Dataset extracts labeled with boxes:
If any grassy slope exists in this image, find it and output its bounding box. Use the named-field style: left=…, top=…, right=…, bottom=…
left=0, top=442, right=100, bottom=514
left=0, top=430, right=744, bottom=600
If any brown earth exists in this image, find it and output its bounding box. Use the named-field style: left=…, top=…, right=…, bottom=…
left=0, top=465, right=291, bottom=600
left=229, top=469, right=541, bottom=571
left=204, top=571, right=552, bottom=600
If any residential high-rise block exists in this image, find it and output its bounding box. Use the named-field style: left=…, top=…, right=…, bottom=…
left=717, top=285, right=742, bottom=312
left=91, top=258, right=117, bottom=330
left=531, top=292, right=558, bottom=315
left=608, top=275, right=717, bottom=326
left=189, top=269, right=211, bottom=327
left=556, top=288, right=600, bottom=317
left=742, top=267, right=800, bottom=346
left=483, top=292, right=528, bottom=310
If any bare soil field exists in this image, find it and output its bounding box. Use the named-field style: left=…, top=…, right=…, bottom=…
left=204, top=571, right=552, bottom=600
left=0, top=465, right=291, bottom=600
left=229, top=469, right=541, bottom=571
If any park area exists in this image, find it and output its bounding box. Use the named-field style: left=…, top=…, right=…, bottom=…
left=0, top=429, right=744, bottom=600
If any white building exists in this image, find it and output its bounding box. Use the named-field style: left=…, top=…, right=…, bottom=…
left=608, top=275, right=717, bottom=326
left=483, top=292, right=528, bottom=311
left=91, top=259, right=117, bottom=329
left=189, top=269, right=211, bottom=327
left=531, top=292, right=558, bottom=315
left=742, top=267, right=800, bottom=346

**What needs to be done:** Can you set down all of the rows above again, word for word, with nothing changed?

**Response:**
If any grassy slope exists in this image, find it and output its bounding box. Use the named-field style: left=…, top=…, right=…, bottom=…
left=0, top=442, right=100, bottom=514
left=0, top=430, right=744, bottom=600
If any brown earth exists in this image, find it and output its bounding box. Use the named-field style: left=…, top=…, right=…, bottom=…
left=0, top=465, right=291, bottom=600
left=229, top=469, right=541, bottom=571
left=204, top=571, right=552, bottom=600
If any residential high-rise block exists in this image, find it and output its bounding box. Use the named-field style: left=…, top=…, right=…, bottom=…
left=717, top=285, right=742, bottom=312
left=91, top=258, right=117, bottom=330
left=531, top=292, right=558, bottom=315
left=608, top=275, right=717, bottom=326
left=189, top=269, right=211, bottom=327
left=556, top=288, right=600, bottom=317
left=742, top=267, right=800, bottom=346
left=483, top=292, right=528, bottom=310
If any bare soil field exists in this image, find it and output its bounding box. Use the named-field style: left=…, top=…, right=…, bottom=…
left=204, top=571, right=552, bottom=600
left=0, top=465, right=291, bottom=600
left=229, top=469, right=541, bottom=571
If any park area exists in this image, find it and output its bounding box. Use the named-field style: left=…, top=…, right=…, bottom=…
left=0, top=429, right=744, bottom=600
If any white building exists in this image, find it and output its bounding box. Use the named-field style: left=…, top=…, right=…, bottom=…
left=608, top=275, right=717, bottom=326
left=483, top=292, right=528, bottom=311
left=91, top=259, right=117, bottom=329
left=189, top=269, right=211, bottom=327
left=531, top=292, right=558, bottom=315
left=742, top=267, right=800, bottom=346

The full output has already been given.